Request:
Format every line of the records below as a Markdown table with the columns "Row" and "Line", skipping blank lines.

Provided data:
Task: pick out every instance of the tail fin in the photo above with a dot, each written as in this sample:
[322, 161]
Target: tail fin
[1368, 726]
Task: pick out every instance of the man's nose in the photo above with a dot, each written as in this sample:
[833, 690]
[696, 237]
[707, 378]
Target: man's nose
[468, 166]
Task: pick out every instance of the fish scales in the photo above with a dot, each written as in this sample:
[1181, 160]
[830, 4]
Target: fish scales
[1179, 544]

The reply:
| Row | Line |
|---|---|
| 1 | Task: pick out every instance of the tail fin in the photo above with a dot, each written as in this sample: |
| 2 | [322, 161] |
| 3 | Target: tail fin |
| 4 | [1368, 726] |
| 5 | Task: pick out every instance of the man's nose in the photo above with a dot, each written as in this sample: |
| 6 | [833, 690] |
| 7 | [696, 237] |
| 8 | [707, 378] |
| 9 | Target: man's nose |
| 10 | [468, 166] |
| 11 | Task: pick out every instance of the fish scales in the photo above with a dot, each written as in this sample: |
| 12 | [1181, 160] |
| 13 | [830, 4] |
| 14 | Target: fish scales |
| 15 | [1179, 544] |